* TASK DESCRIPTION: Convert the lines below into a JSON array of strings, one string per line, omitting any blank lines.

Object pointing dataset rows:

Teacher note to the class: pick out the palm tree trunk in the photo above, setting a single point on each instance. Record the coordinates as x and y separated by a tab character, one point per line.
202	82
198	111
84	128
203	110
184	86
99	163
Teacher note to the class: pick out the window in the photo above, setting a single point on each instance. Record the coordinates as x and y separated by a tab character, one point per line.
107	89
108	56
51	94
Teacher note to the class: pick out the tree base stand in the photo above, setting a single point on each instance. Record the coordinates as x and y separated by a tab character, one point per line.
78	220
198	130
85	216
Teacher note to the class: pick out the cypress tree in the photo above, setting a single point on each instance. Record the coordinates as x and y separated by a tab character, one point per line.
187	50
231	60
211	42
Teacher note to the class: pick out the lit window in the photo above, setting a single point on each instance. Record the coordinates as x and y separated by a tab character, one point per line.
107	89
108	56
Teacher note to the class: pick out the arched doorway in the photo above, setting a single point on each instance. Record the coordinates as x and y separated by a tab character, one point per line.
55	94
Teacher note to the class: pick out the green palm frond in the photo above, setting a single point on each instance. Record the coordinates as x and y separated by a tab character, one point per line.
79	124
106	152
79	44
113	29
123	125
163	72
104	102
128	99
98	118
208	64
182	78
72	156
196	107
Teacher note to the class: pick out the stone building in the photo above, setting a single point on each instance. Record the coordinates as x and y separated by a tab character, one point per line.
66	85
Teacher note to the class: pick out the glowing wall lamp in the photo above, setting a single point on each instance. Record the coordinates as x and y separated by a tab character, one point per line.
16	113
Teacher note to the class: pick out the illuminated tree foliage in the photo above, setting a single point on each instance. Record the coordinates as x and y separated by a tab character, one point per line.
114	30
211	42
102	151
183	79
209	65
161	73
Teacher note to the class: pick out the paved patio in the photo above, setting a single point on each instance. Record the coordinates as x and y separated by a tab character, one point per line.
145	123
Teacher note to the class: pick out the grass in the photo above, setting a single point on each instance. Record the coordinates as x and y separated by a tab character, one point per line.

* FINISHED EXERCISE:
[
  "Teacher note to the class: pick out the palm tree trunk in the photo above, setting a single point on each instance. Record the coordinates as x and y separated by a tab character, one point per line.",
  "202\t82",
  "198\t111",
  "84\t128",
  "203\t110",
  "184\t86",
  "99\t163",
  "Teacher note to the class: pick out the window in the photo above, setting a single point on each instance. Record the coordinates as x and y separated by a tab character, one point per line.",
  "107\t89",
  "108\t56",
  "51\t94",
  "Teacher note to the class: pick out the tree base stand in the photo above, setting a single point on each instance. Record the coordinates as x and y separated by a tab character, one point per line.",
  "78\t220",
  "198\t130",
  "85\t216",
  "Teacher note to the class: pick out the cypress tree in the photo above, setting a single point on each instance. Record the coordinates as x and y separated by a tab character, one point per line.",
  "187\t50",
  "231\t60",
  "211\t42",
  "Teacher note to the class: pick out the lit window in the photo above, setting a single point on each instance. Record the coordinates as x and y separated by a tab character, one point per line.",
  "107\t89",
  "108\t56",
  "Teacher note to the class: pick out the arched doorway in the photo above, setting a single point on each instance. Record the coordinates as x and y separated by a tab character, one point per line.",
  "55\t94",
  "Teacher note to the class: pick out the green palm frond in the photo above, setting a single point on each instance. Record the coordinates as x and y separated by a tab character, one point per line.",
  "79\t124",
  "106\t152",
  "79\t44",
  "113\t29",
  "123\t125",
  "163\t72",
  "104\t102",
  "128\t99",
  "98\t118",
  "208\t64",
  "182\t78",
  "72\t156",
  "196\t107",
  "Teacher note to the class: pick out the stone building in the photo above, setting a single point on each instance. Record the coordinates as x and y separated by a tab character, one point per line.",
  "66\t85",
  "Teacher note to the class: pick out the glowing wall lamp in the photo above, setting a single point on each instance. Record the coordinates as x and y separated by a tab character, one point per line.",
  "16\t113",
  "Teacher note to the class: pick out the illuminated tree foliage in the photo above, setting a single point on each instance. Record the coordinates as x and y separated by a tab character, one point per line.",
  "114\t30",
  "211\t42",
  "102\t151",
  "183\t79",
  "209\t65",
  "161\t73",
  "Teacher note to the class: pick out the paved patio in the photo above, setting a single point on each instance. Record the coordinates as x and y separated by a tab character, one point per line.",
  "145\t123",
  "Teacher note to the class: pick out the grass in the photo above, setting a single point on each instance. Record the coordinates as x and y separated by a tab character, one point per line."
]